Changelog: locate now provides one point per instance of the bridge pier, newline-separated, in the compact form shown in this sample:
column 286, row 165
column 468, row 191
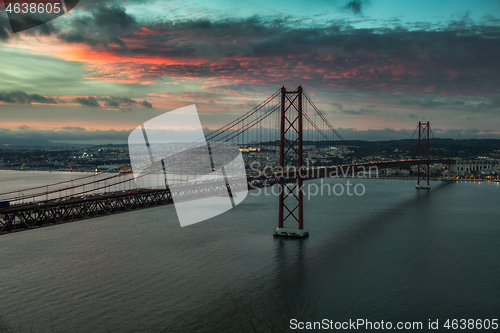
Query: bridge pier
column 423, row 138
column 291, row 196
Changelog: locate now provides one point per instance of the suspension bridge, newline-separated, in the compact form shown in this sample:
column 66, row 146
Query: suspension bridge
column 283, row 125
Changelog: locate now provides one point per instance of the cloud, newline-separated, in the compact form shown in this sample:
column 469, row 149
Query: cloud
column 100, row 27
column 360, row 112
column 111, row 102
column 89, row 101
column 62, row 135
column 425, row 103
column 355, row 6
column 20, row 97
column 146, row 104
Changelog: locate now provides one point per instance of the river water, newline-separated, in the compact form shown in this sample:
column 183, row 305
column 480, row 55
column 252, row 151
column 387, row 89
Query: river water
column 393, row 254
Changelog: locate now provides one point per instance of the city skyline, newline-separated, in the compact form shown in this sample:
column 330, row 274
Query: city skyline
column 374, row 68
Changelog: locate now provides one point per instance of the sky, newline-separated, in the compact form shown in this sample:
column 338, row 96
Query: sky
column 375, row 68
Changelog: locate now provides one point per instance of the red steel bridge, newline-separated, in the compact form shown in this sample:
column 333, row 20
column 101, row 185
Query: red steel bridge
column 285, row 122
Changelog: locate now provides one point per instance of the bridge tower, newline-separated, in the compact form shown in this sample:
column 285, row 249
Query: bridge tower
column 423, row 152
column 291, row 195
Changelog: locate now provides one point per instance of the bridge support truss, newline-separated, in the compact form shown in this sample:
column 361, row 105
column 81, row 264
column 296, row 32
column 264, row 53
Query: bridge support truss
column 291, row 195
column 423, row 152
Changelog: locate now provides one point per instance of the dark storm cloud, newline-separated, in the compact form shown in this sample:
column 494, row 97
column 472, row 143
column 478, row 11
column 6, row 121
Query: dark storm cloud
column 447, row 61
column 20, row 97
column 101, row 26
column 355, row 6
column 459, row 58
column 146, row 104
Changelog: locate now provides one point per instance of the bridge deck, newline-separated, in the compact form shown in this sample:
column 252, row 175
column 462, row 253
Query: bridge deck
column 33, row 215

---------------

SHORT TASK: Write out the entries above word for word, from the first line through the line containing "column 393, row 254", and leave out the pictures.

RESULT FOR THIS TASK:
Changelog: locate now provides one point per instance of the bridge pier, newline-separated, in the compact form shown in this sample:
column 286, row 165
column 468, row 191
Query: bridge pier
column 423, row 138
column 291, row 196
Changelog: locate now provides one point per instance of the suspension bridge, newline-separated, in the compact form shown in this sample:
column 66, row 146
Query: suspension bridge
column 283, row 125
Changelog: locate now provides one point per instance of the cloud, newline-separated, in the compact form shown in this sample:
column 469, row 149
Query: cloud
column 100, row 27
column 360, row 112
column 111, row 102
column 89, row 101
column 62, row 135
column 425, row 103
column 355, row 6
column 20, row 97
column 146, row 104
Changelog: locate now provides one point per instance of the river water, newline-separated, in the compact form shown in this sample:
column 183, row 305
column 480, row 55
column 252, row 151
column 387, row 89
Query: river water
column 393, row 254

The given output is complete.